= ENTRIES =
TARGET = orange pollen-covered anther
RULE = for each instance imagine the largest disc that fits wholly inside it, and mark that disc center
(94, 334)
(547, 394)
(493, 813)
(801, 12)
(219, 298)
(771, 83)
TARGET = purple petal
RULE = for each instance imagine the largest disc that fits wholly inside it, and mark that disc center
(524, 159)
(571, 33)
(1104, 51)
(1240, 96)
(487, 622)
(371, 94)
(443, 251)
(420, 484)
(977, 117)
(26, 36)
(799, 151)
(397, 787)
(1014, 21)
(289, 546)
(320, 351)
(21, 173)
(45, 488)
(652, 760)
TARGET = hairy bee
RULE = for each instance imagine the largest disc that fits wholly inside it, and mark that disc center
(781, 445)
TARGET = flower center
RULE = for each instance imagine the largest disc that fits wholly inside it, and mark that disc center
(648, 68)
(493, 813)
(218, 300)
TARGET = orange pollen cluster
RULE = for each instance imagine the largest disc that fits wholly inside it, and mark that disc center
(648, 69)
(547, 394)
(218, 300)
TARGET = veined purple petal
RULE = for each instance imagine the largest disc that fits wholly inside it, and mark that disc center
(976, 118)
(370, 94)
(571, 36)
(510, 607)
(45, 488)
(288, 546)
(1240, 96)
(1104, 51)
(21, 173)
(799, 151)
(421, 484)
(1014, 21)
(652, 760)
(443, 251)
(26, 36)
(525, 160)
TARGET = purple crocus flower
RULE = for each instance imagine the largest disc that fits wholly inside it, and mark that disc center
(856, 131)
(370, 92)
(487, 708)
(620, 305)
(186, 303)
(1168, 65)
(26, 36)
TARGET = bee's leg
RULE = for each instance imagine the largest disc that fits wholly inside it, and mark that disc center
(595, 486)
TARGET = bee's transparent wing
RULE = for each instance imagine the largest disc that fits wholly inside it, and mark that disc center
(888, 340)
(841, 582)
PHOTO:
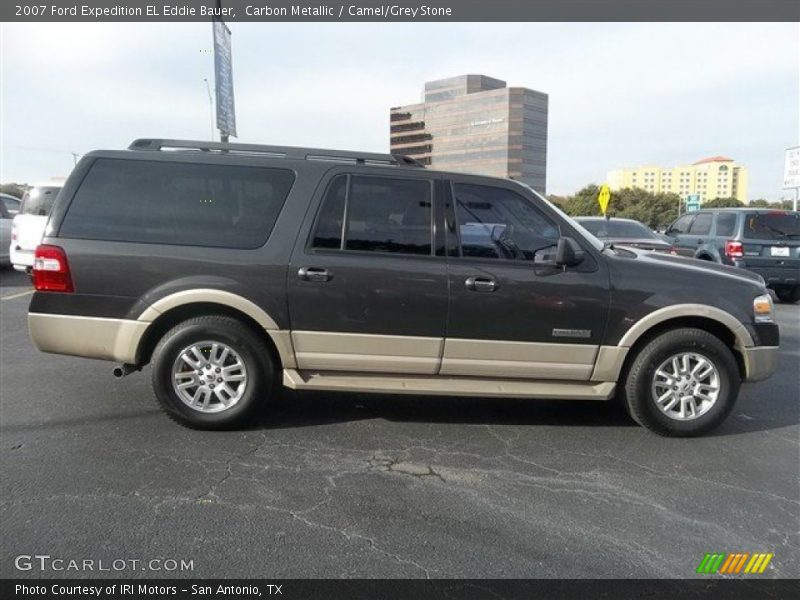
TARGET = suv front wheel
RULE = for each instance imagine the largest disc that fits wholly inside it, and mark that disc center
(683, 382)
(211, 372)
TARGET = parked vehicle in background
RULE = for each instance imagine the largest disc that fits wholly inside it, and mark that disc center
(11, 203)
(29, 224)
(234, 267)
(764, 241)
(625, 232)
(5, 234)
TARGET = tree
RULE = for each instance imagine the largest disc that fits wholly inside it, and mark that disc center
(723, 203)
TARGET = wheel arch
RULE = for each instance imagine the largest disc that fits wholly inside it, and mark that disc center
(715, 321)
(167, 312)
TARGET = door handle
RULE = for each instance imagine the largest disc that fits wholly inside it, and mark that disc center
(480, 284)
(314, 274)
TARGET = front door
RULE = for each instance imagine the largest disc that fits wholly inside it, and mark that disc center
(507, 317)
(366, 292)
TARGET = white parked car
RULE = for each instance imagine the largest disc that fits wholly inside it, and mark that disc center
(29, 224)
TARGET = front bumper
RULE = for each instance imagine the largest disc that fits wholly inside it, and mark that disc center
(759, 362)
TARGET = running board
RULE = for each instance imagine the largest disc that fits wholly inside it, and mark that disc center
(378, 383)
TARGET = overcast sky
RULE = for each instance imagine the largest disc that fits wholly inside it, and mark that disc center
(620, 94)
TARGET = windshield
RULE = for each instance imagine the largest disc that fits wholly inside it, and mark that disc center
(772, 226)
(39, 200)
(616, 230)
(598, 245)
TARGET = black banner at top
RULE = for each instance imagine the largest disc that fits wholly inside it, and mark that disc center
(399, 10)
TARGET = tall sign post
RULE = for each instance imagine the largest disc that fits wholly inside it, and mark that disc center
(223, 80)
(791, 172)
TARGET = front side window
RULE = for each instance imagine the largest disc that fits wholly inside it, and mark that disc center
(499, 223)
(376, 214)
(164, 202)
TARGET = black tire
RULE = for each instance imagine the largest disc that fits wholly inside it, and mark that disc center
(789, 294)
(637, 393)
(253, 353)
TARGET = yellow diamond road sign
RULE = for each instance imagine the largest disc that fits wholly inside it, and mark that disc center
(603, 198)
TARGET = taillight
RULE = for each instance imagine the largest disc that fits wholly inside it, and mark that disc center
(51, 270)
(734, 249)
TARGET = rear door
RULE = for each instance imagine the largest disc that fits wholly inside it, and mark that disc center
(509, 318)
(678, 234)
(366, 292)
(771, 239)
(699, 232)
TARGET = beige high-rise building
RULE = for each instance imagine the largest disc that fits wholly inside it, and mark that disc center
(475, 124)
(714, 177)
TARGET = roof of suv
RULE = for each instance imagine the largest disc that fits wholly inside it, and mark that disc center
(294, 152)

= WORK TO DO =
Rewrite all of the data above, replacing every "disc" with "circle" and keeping everything else the same, and leave the pictures out.

= PROBLEM SOLUTION =
TARGET = orange pollen-covered anther
RULE = for each instance imagine the largest circle that fits wholly inside it, and mark that circle center
(94, 334)
(547, 394)
(493, 813)
(801, 12)
(219, 298)
(771, 83)
TARGET = purple petal
RULE = for each instance imagine the largest circle that fits wholly inside it, and mark that circle center
(524, 159)
(571, 33)
(1104, 51)
(1240, 96)
(487, 622)
(371, 94)
(443, 251)
(420, 484)
(977, 117)
(26, 36)
(799, 151)
(397, 787)
(1014, 21)
(289, 546)
(320, 351)
(21, 173)
(45, 488)
(652, 760)
TARGET = hairy bee
RULE = for each instance imagine the largest circle that fits wholly inside it, and mark that circle center
(781, 445)
TARGET = flower center
RULE = for each instance imagine the largest circle that fits wholly inside it, and mark that circle center
(648, 68)
(493, 813)
(218, 300)
TARGET = orange pollen cluster
RULE = for each instance imagine the largest circle that fits wholly inside it, and mark that circle center
(648, 69)
(547, 394)
(218, 300)
TARGET = veined purple petal
RULE = for each instance imagine the largest circle that fits wholly inside it, and mark that circle center
(976, 118)
(370, 94)
(571, 36)
(510, 607)
(45, 488)
(288, 546)
(1240, 96)
(1104, 51)
(21, 173)
(799, 151)
(421, 484)
(1014, 21)
(652, 760)
(443, 251)
(26, 36)
(525, 160)
TARGET = purple crocus flower
RULE = for each instance imagine the largest circle that fits wholly inside it, and mark that circle center
(856, 131)
(370, 92)
(487, 708)
(620, 305)
(186, 303)
(1168, 65)
(26, 36)
TARGET = bee's leg
RULE = for each instance imagine the largest circle that fits wholly inside it, and mark that circle center
(595, 486)
TARGET = bee's transparent wing
RULE = for each instance imagine the largest circle that fits wholly inside it, and mark that circle center
(888, 340)
(841, 582)
PHOTO:
TARGET = suv front wheel
RULE = for each instance imagine the largest circle that fits wholly inside it, and mark that circle center
(683, 382)
(211, 372)
TARGET = parked vehicle in background
RULE = for each instance imagine the largest circle that fits wholly inside it, and mark that circle center
(11, 203)
(29, 224)
(234, 267)
(764, 241)
(625, 232)
(5, 234)
TARGET = tree
RULE = for each instance imagine the largest circle that fits wholly inside it, and mark that circle center
(723, 203)
TARGET = wheel arch
RULE = for each instance imagine the largest circle that fits wholly inside it, and mark that circle center
(715, 321)
(167, 312)
TARGET = door handle
RULE = for each instance imagine the largest circle that fits wholly inside it, and mark that circle center
(480, 284)
(314, 274)
TARGET = front door
RULE = for each instance imagine the largest circle that fits wholly inside it, and mark that circle center
(507, 317)
(366, 292)
TARGET = white parked car
RULE = for each instance imagine the largest circle that fits wholly inside it, and mark that circle center
(29, 224)
TARGET = front bumper
RULE = for each instance imagine the largest circle that fits wholly inside it, and mark that circle center
(759, 362)
TARGET = running board
RULE = for each instance imagine the largest circle that fits wholly inside it, and mark that circle center
(378, 383)
TARGET = overcast sky
RULE = for each instance imagine the largest circle that fits wholly inside it, and mark that circle center
(620, 94)
TARGET = windshield
RULE = for each instance imagine the largest circle that fits wholly inside it, and mark that circle center
(772, 226)
(39, 200)
(616, 230)
(598, 245)
TARGET = black banner at top
RULE = for each instance imagine the largest circle that fits wholly inside it, and mark that circle center
(399, 10)
TARGET = tall sign post
RULE = for each instance imagine the largest circle that fits wholly inside it, and mark that circle center
(223, 80)
(791, 172)
TARGET = front side window
RULE = for each instance imagine the largest circle that fits wholly inside it, and mark that circle center
(499, 223)
(376, 214)
(164, 202)
TARGET = black tire
RULE = for each instance imagine the largest circle that fits wholly inside it, and mark that circle center
(789, 294)
(637, 393)
(253, 353)
TARGET = yellow diamond road sign
RULE = for each instance imagine the largest circle that fits wholly inside it, and mark that circle center
(603, 198)
TARGET = taillight
RULE = for each instance imagine the largest circle that fits wholly inside it, and mark that circle center
(51, 270)
(734, 249)
TARGET = rear door
RULE = for each instance imagine the largest circle that fits wholly inside it, and mark that circle center
(509, 318)
(678, 234)
(366, 292)
(771, 239)
(699, 232)
TARGET = beige high-rise building
RULE = for each instance imagine the largest circle that fits wholly inside it, and mark that circle center
(475, 124)
(714, 177)
TARGET = roof of suv
RULE = for each instance imagine the largest circle that fits wholly inside it, and mark that circle center
(294, 152)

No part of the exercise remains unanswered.